PROVIDED PASSAGE
....
On Friday, Oct. 16, two different messages were being circulated regarding the numbers behind the COVID-19 pandemic in North Carolina – with two opposing messages as to how frightened the state citizens should be.

On Friday, the North Carolina Department of Health and Human Services (NCDHHS) released its latest coronavirus stats for the state with the alarming headline “NCDHHS Reports Highest One-Day Increase of COVID-19 Cases.” The same day, John Locke Foundation put out a video with the tagline, “COVID-19 Case Numbers Can Be Misleading. Here’s What You Should Know.”

The state is in the habit of reporting new COVID-19 numbers just about every day of the week, however, Friday’s press update from the NCDHHS was more ominous than most. It stated, “The North Carolina Department of Health and Human Services is reporting the state’s highest one-day increase of laboratory-confirmed COVID-19 cases to date with 2,684 new cases reported. The department is also reporting the second highest number of hospitalizations in the past 30 days, with 1,148 reported.”

The state’s press release noted that the numbers were moving in the wrong direction – up rather than down – and also stated that it’s “more important than ever that all North Carolinians use the tools we have to slow the spread of the virus: wearing a face covering over your nose and mouth, waiting at least 6 feet from others and washing your hands often.”
....
MATERIAL SUPPLIED
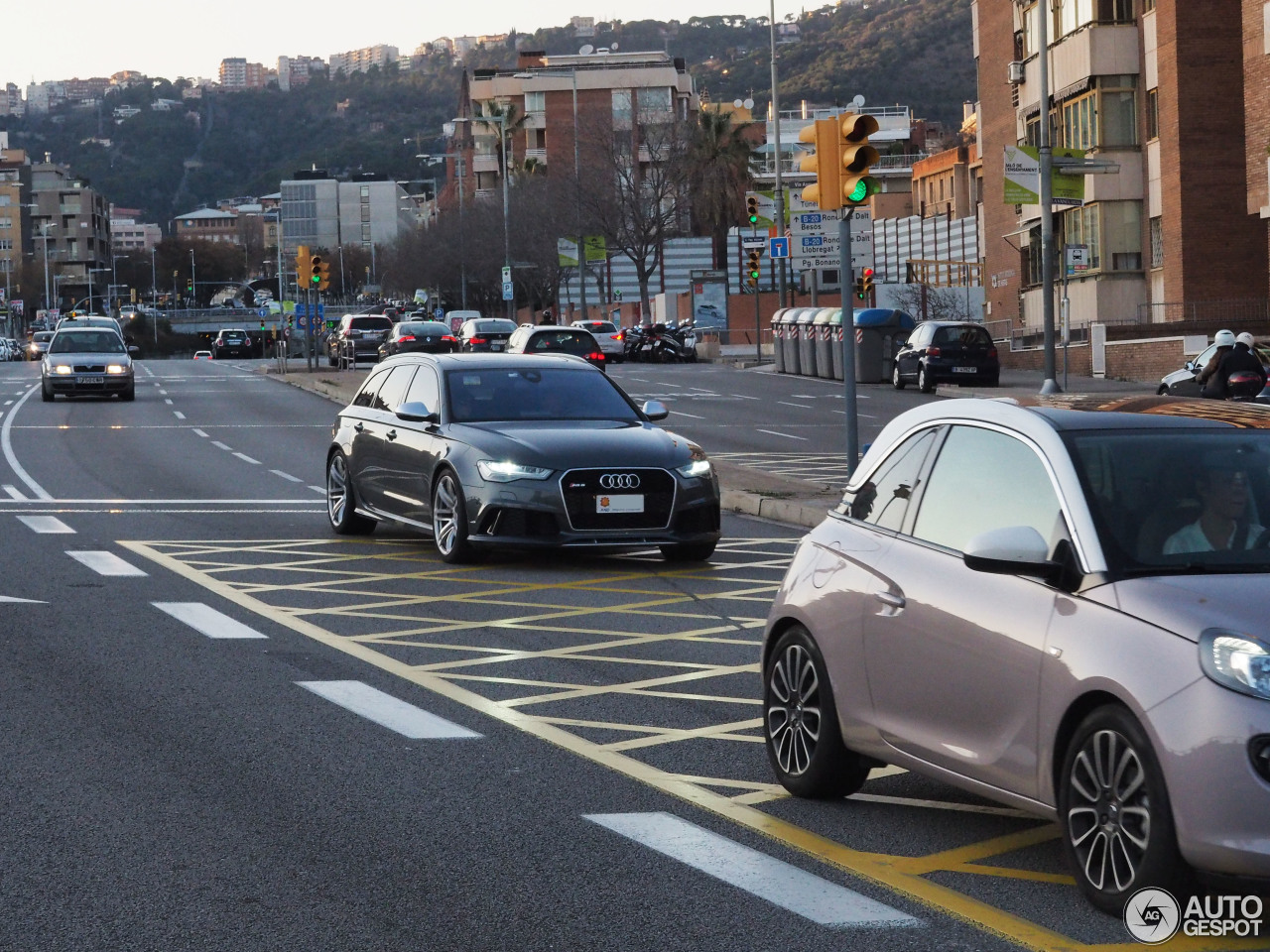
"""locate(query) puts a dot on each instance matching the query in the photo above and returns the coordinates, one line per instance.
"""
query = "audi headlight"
(1237, 661)
(504, 471)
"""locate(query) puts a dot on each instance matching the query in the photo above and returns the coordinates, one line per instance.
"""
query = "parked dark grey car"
(489, 451)
(1060, 606)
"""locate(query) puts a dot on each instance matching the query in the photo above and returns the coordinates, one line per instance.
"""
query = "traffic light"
(304, 270)
(865, 284)
(857, 155)
(753, 270)
(841, 160)
(320, 273)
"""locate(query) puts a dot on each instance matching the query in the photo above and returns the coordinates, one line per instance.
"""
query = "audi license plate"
(620, 504)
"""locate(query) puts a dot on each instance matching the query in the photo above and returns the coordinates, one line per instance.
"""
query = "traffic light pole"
(846, 277)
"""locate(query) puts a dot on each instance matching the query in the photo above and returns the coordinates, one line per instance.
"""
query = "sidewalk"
(744, 490)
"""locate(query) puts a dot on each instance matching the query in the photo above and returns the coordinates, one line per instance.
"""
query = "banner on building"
(1023, 177)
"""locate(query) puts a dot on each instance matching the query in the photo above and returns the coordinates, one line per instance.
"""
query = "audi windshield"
(550, 394)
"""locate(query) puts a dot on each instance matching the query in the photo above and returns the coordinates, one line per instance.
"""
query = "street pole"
(776, 135)
(846, 276)
(1047, 206)
(576, 189)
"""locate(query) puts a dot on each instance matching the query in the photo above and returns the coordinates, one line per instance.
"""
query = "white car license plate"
(620, 504)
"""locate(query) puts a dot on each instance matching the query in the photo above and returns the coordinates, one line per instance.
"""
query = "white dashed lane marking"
(105, 563)
(46, 525)
(388, 711)
(207, 621)
(763, 876)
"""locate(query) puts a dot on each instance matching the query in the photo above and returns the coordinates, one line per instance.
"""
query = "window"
(621, 108)
(393, 390)
(985, 480)
(425, 390)
(883, 499)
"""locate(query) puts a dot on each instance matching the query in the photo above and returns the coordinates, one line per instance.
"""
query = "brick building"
(1156, 86)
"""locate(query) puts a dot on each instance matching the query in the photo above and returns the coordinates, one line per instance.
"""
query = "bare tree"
(638, 193)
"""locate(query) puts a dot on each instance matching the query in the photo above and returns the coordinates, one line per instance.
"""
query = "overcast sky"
(81, 39)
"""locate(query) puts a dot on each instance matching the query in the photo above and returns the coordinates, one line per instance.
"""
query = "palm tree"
(717, 175)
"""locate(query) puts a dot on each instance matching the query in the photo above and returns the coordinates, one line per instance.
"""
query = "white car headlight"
(1237, 661)
(493, 471)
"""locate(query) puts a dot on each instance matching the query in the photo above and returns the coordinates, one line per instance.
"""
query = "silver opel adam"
(1064, 606)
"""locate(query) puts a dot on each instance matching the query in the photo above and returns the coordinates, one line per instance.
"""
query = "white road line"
(207, 621)
(46, 525)
(7, 445)
(763, 876)
(385, 710)
(105, 563)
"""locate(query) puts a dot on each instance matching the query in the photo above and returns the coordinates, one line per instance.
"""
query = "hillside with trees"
(915, 53)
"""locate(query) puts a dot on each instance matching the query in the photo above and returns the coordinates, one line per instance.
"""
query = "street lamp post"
(507, 227)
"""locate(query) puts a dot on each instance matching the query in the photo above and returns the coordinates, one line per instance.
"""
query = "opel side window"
(366, 395)
(984, 480)
(883, 499)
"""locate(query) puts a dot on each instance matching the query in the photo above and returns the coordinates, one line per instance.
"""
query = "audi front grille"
(580, 488)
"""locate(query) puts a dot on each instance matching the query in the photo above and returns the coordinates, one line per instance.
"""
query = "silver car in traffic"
(1061, 604)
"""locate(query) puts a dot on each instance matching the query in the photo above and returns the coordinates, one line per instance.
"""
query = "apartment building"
(71, 225)
(236, 73)
(1167, 91)
(362, 60)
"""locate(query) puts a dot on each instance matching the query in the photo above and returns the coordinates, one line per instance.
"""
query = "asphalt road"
(223, 728)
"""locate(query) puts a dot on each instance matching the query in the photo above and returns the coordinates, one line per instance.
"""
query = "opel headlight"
(504, 471)
(1237, 661)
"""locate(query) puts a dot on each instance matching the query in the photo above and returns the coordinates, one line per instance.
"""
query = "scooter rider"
(1241, 358)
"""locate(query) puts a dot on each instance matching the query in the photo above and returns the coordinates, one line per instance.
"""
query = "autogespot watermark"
(1153, 916)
....
Can you carry on the article about North Carolina's competing COVID-19 messages from its last sentence?

The four-minute video by the John Locke Foundation – which can be found at www.carolinajournal.com/video – criticizes NC Governor Roy Cooper and other state officials for using skewed information in order to justify a shutdown of the state for political purposes. The video states, for instance, that the hospitalization numbers for the disease include everyone in a hospital who has tested positive for coronavirus even when they are hospitalized for other reasons and are showing no COVID-related symptoms. It also points out that 99.75 percent of citizens in the state are not carrying the disease and therefore cannot pass it along to anyone else – despite the impression one might get from the constant barrage of news focused on the virus.